The exercise:
Put all of the rows below into a Markdown table with two columns, Nr and Text. Nr holds each row's number in order. Leave out any blank lines.

-- Start of Data for the task --

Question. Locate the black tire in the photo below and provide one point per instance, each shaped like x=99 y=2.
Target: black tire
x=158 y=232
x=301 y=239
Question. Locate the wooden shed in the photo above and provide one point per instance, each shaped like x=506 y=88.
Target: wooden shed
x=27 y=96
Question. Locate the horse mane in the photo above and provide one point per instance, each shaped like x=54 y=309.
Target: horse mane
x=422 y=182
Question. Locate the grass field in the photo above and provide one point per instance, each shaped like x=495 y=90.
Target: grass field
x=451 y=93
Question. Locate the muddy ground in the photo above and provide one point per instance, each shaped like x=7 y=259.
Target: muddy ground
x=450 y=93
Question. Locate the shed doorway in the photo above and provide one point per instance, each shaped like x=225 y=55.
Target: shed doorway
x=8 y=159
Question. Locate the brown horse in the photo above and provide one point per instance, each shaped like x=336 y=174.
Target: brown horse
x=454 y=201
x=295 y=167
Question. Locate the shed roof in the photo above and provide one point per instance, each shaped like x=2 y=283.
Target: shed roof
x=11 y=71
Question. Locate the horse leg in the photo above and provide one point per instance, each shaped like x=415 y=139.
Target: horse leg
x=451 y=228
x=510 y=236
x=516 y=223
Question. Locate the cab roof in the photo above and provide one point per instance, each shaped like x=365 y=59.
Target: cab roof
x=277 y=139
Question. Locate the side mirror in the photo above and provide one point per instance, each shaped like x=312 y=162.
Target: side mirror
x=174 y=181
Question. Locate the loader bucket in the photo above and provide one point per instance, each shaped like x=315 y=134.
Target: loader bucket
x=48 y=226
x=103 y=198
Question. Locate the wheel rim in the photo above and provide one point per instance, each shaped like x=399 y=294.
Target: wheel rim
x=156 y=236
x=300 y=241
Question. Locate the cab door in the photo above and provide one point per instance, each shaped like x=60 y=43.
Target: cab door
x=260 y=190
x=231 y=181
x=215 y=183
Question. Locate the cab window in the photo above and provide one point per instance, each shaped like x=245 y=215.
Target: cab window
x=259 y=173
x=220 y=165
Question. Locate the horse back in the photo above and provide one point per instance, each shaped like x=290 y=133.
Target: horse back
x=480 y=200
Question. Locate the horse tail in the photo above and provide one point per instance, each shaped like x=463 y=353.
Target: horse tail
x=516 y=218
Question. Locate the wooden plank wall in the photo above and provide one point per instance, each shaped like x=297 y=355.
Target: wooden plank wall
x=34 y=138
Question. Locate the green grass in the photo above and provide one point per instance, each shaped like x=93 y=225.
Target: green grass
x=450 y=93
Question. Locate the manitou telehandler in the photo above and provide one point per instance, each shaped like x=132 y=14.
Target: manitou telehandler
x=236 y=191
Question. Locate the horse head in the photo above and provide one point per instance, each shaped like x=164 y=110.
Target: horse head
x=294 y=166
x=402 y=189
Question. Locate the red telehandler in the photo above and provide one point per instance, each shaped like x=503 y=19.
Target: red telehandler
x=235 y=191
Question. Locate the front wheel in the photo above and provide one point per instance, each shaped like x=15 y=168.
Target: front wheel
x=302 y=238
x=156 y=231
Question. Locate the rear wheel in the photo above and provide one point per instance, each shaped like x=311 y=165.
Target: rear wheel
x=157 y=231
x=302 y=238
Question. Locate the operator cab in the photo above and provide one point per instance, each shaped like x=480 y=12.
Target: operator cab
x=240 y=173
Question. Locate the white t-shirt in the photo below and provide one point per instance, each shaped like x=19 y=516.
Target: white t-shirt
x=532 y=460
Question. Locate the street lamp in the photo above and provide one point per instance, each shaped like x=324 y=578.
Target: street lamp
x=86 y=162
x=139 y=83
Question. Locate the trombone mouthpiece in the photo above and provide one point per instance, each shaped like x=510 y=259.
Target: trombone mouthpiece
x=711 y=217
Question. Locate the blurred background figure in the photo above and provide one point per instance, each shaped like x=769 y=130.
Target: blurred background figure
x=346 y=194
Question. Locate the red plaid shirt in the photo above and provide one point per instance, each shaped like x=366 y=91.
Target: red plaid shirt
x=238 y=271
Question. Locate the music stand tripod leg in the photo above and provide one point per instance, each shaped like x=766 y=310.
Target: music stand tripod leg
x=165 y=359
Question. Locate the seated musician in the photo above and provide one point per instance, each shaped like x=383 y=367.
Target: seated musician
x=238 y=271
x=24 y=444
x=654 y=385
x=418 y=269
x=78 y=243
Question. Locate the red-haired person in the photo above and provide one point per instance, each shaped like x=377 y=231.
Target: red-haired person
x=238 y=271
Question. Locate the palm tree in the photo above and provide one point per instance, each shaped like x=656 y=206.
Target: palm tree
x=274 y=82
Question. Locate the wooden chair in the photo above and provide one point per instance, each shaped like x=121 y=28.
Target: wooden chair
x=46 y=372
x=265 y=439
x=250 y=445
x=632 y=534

-- End of Data for the task --

Result:
| Nr | Text |
|---|---|
| 1 | Question. Locate the black tire in the photo below and provide one point per instance, each shaped like x=99 y=2. |
| 2 | Target: black tire |
| 3 | x=158 y=232 |
| 4 | x=301 y=239 |
| 5 | Question. Locate the wooden shed in the photo above and provide one point per instance, each shaped like x=506 y=88. |
| 6 | Target: wooden shed |
| 7 | x=27 y=96 |
| 8 | Question. Locate the horse mane in the photo above and provide one point per instance, each shaped like x=54 y=309. |
| 9 | Target: horse mane |
| 10 | x=422 y=182 |
| 11 | Question. Locate the grass field in the photo above and provide one point per instance, each shaped like x=495 y=90. |
| 12 | Target: grass field |
| 13 | x=451 y=93 |
| 14 | Question. Locate the muddy ground in the photo above and provide one point per instance, each shaped like x=7 y=259. |
| 15 | Target: muddy ground |
| 16 | x=450 y=93 |
| 17 | Question. Locate the shed doorway in the photo above and provide one point per instance, each shaped like x=225 y=55. |
| 18 | Target: shed doorway |
| 19 | x=8 y=159 |
| 20 | Question. Locate the brown horse in the photo above and provide one point per instance, each shaped like x=336 y=174. |
| 21 | Target: brown horse |
| 22 | x=454 y=201 |
| 23 | x=295 y=167 |
| 24 | Question. Locate the shed roof in the photo above and provide one point per instance, each shaped like x=2 y=283. |
| 25 | Target: shed roof |
| 26 | x=11 y=71 |
| 27 | Question. Locate the horse leg in the photo above and provide one point per instance, each shaped like x=415 y=139. |
| 28 | Target: horse leg |
| 29 | x=451 y=228 |
| 30 | x=510 y=236 |
| 31 | x=516 y=223 |
| 32 | Question. Locate the cab roof in the photo above and provide one point per instance, each shaped like x=365 y=59. |
| 33 | Target: cab roof |
| 34 | x=277 y=139 |
| 35 | Question. Locate the side mirror in the photo above and provide one point per instance, each shaped like x=312 y=162. |
| 36 | Target: side mirror |
| 37 | x=174 y=181 |
| 38 | Question. Locate the loader bucket in the photo above and provide one point per instance, each shaped like x=315 y=134. |
| 39 | Target: loader bucket |
| 40 | x=48 y=226 |
| 41 | x=103 y=198 |
| 42 | Question. Locate the wheel rim in the photo above and provide one point per instance, each shaped like x=399 y=294. |
| 43 | Target: wheel rim |
| 44 | x=156 y=236 |
| 45 | x=300 y=241 |
| 46 | Question. Locate the cab door in the photo above and provide one point per instance, each shaped like x=60 y=43. |
| 47 | Target: cab door |
| 48 | x=260 y=190 |
| 49 | x=231 y=181 |
| 50 | x=215 y=183 |
| 51 | Question. Locate the cab window in the photo above and provide one point per instance, each shaped like x=245 y=215. |
| 52 | Target: cab window |
| 53 | x=259 y=173 |
| 54 | x=220 y=165 |
| 55 | Question. Locate the horse back in the photo above and provide one point per instance, each shaped like x=290 y=133. |
| 56 | Target: horse back |
| 57 | x=480 y=200 |
| 58 | Question. Locate the horse tail in the photo above and provide one point per instance, each shaped like x=463 y=353. |
| 59 | Target: horse tail |
| 60 | x=516 y=218 |
| 61 | Question. Locate the wooden plank wall in the photo above and provide one point per instance, each shaped like x=297 y=355. |
| 62 | Target: wooden plank wall |
| 63 | x=34 y=138 |
| 64 | Question. Locate the green grass in the photo above and provide one point per instance, each shaped like x=93 y=225. |
| 65 | Target: green grass |
| 66 | x=450 y=93 |
| 67 | Question. Locate the manitou telehandler in the photo above and provide one point per instance, each shaped like x=132 y=14. |
| 68 | Target: manitou telehandler |
| 69 | x=236 y=191 |
| 70 | Question. Locate the horse head in the photo above and provide one point per instance, each shaped like x=164 y=110. |
| 71 | Target: horse head |
| 72 | x=294 y=166 |
| 73 | x=402 y=189 |
| 74 | Question. Locate the red telehandler in the photo above and provide one point per instance, each shaped like x=503 y=19. |
| 75 | Target: red telehandler |
| 76 | x=235 y=191 |
| 77 | Question. Locate the front wheel in the photo above and provide one point per instance, each shaped like x=15 y=168. |
| 78 | Target: front wheel |
| 79 | x=302 y=238 |
| 80 | x=156 y=231 |
| 81 | Question. Locate the rear wheel in the photo above and provide one point per instance, each shaped like x=311 y=165. |
| 82 | Target: rear wheel |
| 83 | x=157 y=231 |
| 84 | x=302 y=238 |
| 85 | Question. Locate the operator cab in the photo above and provide one point per instance, each shaped like x=480 y=12. |
| 86 | Target: operator cab |
| 87 | x=240 y=173 |
| 88 | Question. Locate the white t-shirt in the photo below and provide one point per instance, each shaped like x=19 y=516. |
| 89 | Target: white t-shirt |
| 90 | x=532 y=460 |
| 91 | Question. Locate the street lamp in the photo above and provide one point per instance, each shaped like x=324 y=578. |
| 92 | Target: street lamp |
| 93 | x=86 y=162 |
| 94 | x=139 y=83 |
| 95 | Question. Locate the trombone mouthpiece in the photo above and provide one point per instance, each shaped like x=510 y=259. |
| 96 | Target: trombone mouthpiece |
| 97 | x=711 y=217 |
| 98 | Question. Locate the blurred background figure in the photo above and provide one point per instance, each shaped like x=769 y=130. |
| 99 | Target: blurred background figure |
| 100 | x=346 y=194 |
| 101 | Question. Locate the red plaid shirt in the photo above and provide one point per instance, each shaped like x=366 y=91. |
| 102 | Target: red plaid shirt |
| 103 | x=238 y=271 |
| 104 | Question. Locate the music stand tripod leg in the photo above and provide one point per instance, each shaped like x=766 y=310. |
| 105 | Target: music stand tripod leg |
| 106 | x=165 y=359 |
| 107 | Question. Locate the seated musician in the photo above and provide one point per instance, each shaped like x=383 y=367. |
| 108 | Target: seated musician |
| 109 | x=238 y=271 |
| 110 | x=24 y=444 |
| 111 | x=654 y=385 |
| 112 | x=418 y=269 |
| 113 | x=78 y=243 |
| 114 | Question. Locate the red-haired person in the photo above and provide one point per instance, each shaped like x=377 y=231. |
| 115 | Target: red-haired person |
| 116 | x=238 y=271 |
| 117 | Question. Locate the palm tree in the photo above and provide one point per instance, each shaped like x=656 y=206. |
| 118 | Target: palm tree |
| 119 | x=274 y=82 |
| 120 | Question. Locate the wooden chair in the photo above and provide one point per instance, each shaped like x=121 y=28. |
| 121 | Target: wooden chair |
| 122 | x=46 y=372 |
| 123 | x=265 y=439 |
| 124 | x=250 y=445 |
| 125 | x=632 y=534 |